WORK REQUIRED ->
Copy these lines word for word, beginning at the line that contains "The client would like the signboard" and ending after the line that contains "[141,0,146,53]".

MATERIAL TO PROCESS ->

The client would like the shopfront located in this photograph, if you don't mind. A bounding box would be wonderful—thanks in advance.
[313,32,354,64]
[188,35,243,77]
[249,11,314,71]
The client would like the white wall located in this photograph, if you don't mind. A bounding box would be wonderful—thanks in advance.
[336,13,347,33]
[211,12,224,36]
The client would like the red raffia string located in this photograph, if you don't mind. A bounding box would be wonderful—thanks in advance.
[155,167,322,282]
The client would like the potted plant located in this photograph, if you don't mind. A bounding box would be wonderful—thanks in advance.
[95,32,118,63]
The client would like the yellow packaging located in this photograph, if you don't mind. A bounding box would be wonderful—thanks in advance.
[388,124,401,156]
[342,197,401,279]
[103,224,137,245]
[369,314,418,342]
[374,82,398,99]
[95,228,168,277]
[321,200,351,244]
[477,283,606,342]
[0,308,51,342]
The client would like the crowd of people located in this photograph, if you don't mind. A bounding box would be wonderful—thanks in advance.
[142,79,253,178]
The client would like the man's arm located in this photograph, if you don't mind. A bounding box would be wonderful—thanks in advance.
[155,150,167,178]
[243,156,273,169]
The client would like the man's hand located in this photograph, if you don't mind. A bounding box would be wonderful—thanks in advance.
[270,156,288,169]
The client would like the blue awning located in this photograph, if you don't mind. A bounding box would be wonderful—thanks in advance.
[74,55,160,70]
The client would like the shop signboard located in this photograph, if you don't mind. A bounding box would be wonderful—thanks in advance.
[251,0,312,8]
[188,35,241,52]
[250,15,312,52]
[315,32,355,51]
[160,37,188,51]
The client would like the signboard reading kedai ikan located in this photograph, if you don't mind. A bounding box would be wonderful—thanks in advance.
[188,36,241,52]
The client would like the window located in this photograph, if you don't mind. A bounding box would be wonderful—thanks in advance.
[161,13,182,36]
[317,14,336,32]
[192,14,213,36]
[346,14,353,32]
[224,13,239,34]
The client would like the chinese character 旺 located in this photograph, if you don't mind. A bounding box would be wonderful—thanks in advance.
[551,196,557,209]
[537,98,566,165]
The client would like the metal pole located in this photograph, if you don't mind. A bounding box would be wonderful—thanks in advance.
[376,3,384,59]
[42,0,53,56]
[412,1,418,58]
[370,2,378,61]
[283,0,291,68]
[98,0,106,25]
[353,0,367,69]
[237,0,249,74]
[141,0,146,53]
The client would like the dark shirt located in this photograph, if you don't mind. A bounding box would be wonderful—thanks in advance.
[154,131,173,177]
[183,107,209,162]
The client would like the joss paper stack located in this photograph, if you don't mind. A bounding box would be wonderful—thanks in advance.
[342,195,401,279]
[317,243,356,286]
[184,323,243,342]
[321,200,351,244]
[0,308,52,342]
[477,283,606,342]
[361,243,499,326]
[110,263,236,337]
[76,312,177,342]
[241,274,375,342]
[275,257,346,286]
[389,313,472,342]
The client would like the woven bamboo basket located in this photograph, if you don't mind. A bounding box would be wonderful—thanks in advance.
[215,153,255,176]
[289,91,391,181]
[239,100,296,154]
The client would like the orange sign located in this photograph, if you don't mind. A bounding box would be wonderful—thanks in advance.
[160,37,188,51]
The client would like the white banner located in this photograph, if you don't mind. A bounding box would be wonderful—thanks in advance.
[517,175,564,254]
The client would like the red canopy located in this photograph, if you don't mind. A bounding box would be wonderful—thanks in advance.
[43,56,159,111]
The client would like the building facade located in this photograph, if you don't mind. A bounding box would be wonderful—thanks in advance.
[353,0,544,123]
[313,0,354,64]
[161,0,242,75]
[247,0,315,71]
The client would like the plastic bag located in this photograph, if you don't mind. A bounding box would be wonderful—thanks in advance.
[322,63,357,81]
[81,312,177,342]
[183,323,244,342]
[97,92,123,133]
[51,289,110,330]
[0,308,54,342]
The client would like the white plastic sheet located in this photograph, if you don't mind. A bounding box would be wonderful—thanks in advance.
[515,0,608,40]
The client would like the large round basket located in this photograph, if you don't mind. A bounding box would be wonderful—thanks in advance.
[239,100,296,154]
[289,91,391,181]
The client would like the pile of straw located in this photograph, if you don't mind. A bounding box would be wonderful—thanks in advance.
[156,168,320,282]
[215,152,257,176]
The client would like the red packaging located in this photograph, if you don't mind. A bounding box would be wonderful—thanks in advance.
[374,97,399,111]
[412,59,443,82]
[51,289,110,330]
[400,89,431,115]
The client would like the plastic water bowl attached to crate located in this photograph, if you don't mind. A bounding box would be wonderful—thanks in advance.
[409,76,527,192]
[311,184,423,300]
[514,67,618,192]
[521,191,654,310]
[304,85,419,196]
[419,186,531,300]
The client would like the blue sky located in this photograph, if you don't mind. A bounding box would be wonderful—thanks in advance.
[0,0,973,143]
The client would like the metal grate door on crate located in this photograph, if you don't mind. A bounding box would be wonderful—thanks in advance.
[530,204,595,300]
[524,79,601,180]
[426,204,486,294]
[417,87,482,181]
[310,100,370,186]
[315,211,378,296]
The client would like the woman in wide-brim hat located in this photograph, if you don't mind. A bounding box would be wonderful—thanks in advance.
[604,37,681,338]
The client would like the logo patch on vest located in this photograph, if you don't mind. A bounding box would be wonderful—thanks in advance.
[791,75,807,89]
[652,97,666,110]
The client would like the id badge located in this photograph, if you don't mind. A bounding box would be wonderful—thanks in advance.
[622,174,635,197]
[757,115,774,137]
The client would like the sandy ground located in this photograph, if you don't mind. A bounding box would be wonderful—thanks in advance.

SOLUTION FOR THIS PROBLEM ->
The client would like the signboard reading kedai ikan located in this photograph, if you don't mind. A bounding box would be wonderful—thanks in advance.
[188,36,241,52]
The client would like the window located in this photograph, if you don't mind. A bounding box would be wonderful—thanks in advance.
[161,13,182,36]
[317,14,336,32]
[192,14,213,36]
[346,14,353,32]
[224,13,239,34]
The client would like the chinese character 旺 located in this photograph, if you don't mind. A bounding box would be wonderful—thanks in advance.
[551,196,557,209]
[537,98,566,165]
The client would like the metal pole located in this photograph, if you don't mind. A bounding box would be wonderful—thanks in advance.
[376,3,384,59]
[42,0,53,56]
[412,1,418,58]
[370,2,378,61]
[283,0,291,68]
[98,0,106,25]
[353,0,367,69]
[237,0,249,74]
[141,0,146,53]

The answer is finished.